*Text*.
※

Als wenn man auf die Stimme des großen Meisters hören würde: Der Verschleiß von Gesund­heit und Lebens­freude am Arbeits­platz greift um sich. Dort herrscht nicht mehr die immense körper­liche Belastung wie sie z.B. Adolph von Menzel in seinem Gemälde „Das Eisenwalzwerk” 1875 eindrucks­voll fest­ge­halten hat. Der Druck geht nicht mehr direkt auf das Skelett. Die Eisen sind längst größer geworden und werden (hier­zulande) ununter­brochen von Robotern bewegt. Die Belastung trifft uns heute als psychischer Druck, der immer weiter ansteigt:

 

Die Meisten haben heute mehr Stress als vor drei Jahren

  • 18 bis 29 Jahre 75% 75%
  • 30 bis 39 Jahre 71% 71%
  • 40 bis 49 Jahre 61% 61%
  • 50 bis 59 Jahre 62% 62%
  • 60 bis 69 Jahre 36% 36%
  • 70 plus 45% 45%

Anteil der Befragten, die sagen: Mein Leben ist in den vergangenen drei Jahren stressiger geworden. Ø: 58 %
Source: TK-Stressstudie 2016

 

Nun ist Stress für sich genommen nichts Schlechtes. Es ist sogar körper­lich und psychisch von Vor­teil, wenn alle Systeme mal so richtig zeigen können, was in ihnen steckt. Und dabei ist es einerlei, ob es glückl­iche oder ärger­liche Umstände sind, auf die wir mit Stress reagieren. Ent­scheidend für unsere Vitalität ist, dass der Orga­nismus einer­seits die Zeit und dann auch die prak­tische Fähig­keit besitzt, die Stress­symptome wieder abzubauen – sich also wieder zu erholen. Gelingt dieser Wechsel aus Stress und Erholung, so steigt sogar die indi­vi­duelle Kompetenz zur Stress­bewältigung.

So wie zu früheren Zeiten das Eisen und der Tag kein Ende nahm, so vermehren sich heute psychische Lasten. Der Effizienz­druck in Unter­nehmen führt zu steigender Mobilität und zeit­licher Flexi­bi­li­sierung. Beruf und Familie müssen aus­balanciert werden. Hobbies und die eigene Frei­zeit sollen auch nicht zu kurz kommen.

 

Stressauslöser: Job, Freizeit, eigene Ansprüche

  • die Arbeit 46% 46%
  • hohe Ansprüche an sich selbst 43% 43%
  • zu viele Termine und Verpflichtungen in der Freizeit 33 % 33% 33%
  • Teilnahme am Straßenverkehr 30 % 30% 30%
  • ständige Erreichbarkeit 28% 28%

Anteil der Befragten mit seltenem bis häufigem Stress, die o.g. Stressursachen nennen.

※

*Auftrag*.
Schreibe den Text über Stress am Arbeitsplatz im Anschluss an seinen letzten Satz weiter.

Gespeicherte Einträge:
※

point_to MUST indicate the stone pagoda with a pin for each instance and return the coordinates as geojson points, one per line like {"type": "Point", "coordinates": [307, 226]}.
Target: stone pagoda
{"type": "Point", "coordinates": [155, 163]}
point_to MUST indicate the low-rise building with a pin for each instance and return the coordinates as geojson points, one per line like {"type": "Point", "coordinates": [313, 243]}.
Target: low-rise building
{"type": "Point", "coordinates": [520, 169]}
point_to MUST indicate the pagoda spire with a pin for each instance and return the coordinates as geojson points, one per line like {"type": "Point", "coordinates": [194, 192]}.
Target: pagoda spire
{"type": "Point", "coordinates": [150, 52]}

※

*Lösung*.
Source: TK-Stressstudie 2016

 

Gesundheitlich bedenklich ist die steigende Frequenz dieser Stressoren. Warum ist das so? Wenn statt der Erholungs­zeit immer noch ein weiterer Stress­reiz zu ver­ar­beiten ist, ver­ändert sich unsere körper­liche Ein­stellung zum Stress: Anstatt Stress-Botenstoffe wieder abzubauen, gerät der Körper in einen Dauer­alarm­status. Wird dieser zum Normal­zustand, mehren sich Anzeichen psy­chi­scher Beein­trächti­gungen: Reizbar­keit, Rigorismus, Verlust kogni­tiver Kompe­tenzen, soma­tische Beschwerden wie eine dauerhaft ein­knickendes Immun­system, Verdauungs- und Sexual­störungen etc.

Interessant ist, dass diese Symptome zumeist nur von Ange­hörigen und Kollegen registriert werden, die Betroffenen hingegen allen­falls einräumen, viel­leicht ein wenig zu viel um die Ohren zu haben. Die eben beschrie­benen vitalen Erschöpfungs­symptome (vgl. Anzeichen von Burnout) gehen mit einer eigen­tümlichen Selbst­anäs­thesie einher, die die Wahr­nehmung des eigenen Befindens an den Bewusst­seins­rand schiebt.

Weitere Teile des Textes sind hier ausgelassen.